Point-per-instance localization data
>>>

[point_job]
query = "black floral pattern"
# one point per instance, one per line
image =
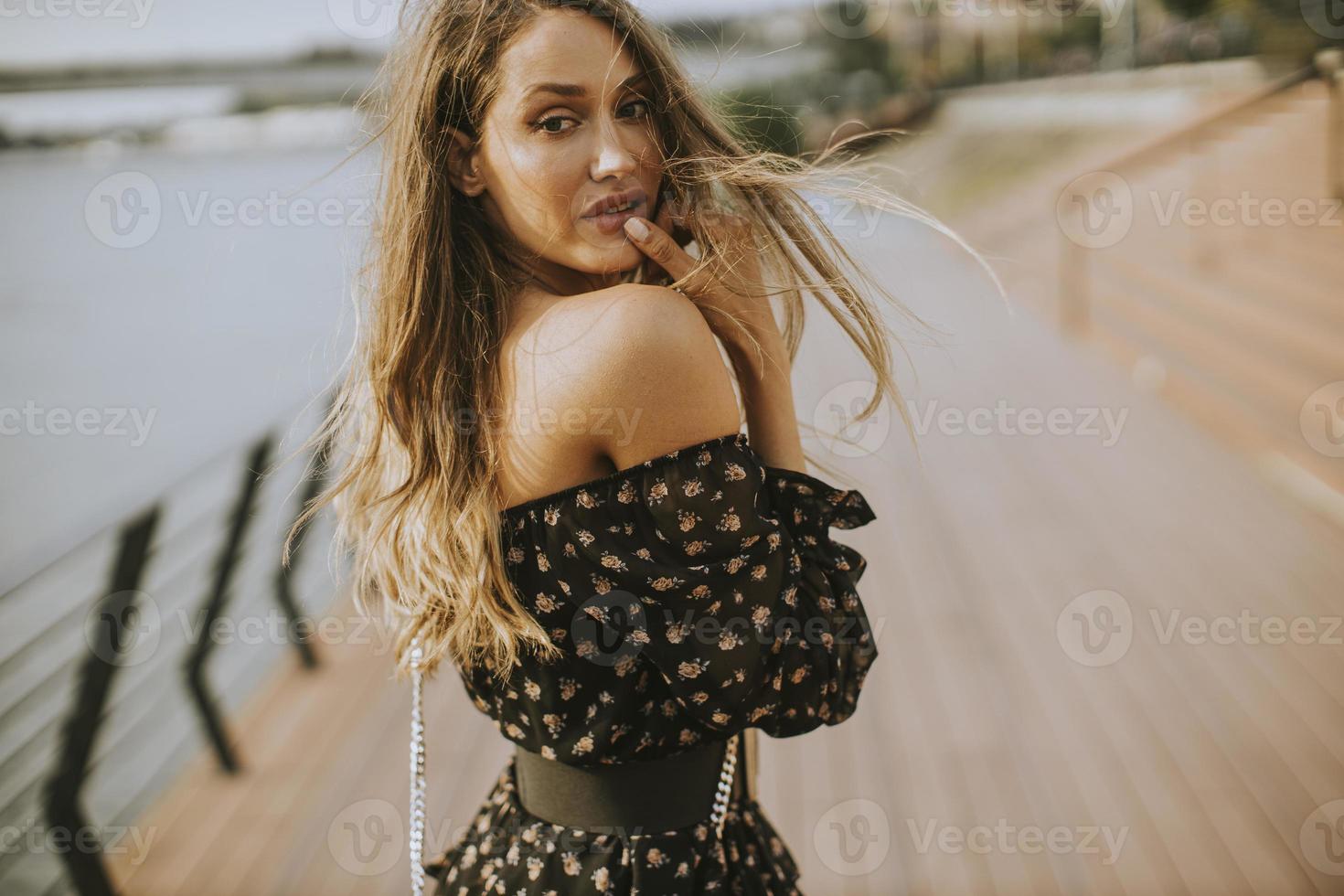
(694, 595)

<<<

* Work to be completed *
All of the data gets printed again exactly; the pictures do not.

* Task response *
[point_job]
query = "black floral pattern"
# one point per instance, one per line
image =
(694, 595)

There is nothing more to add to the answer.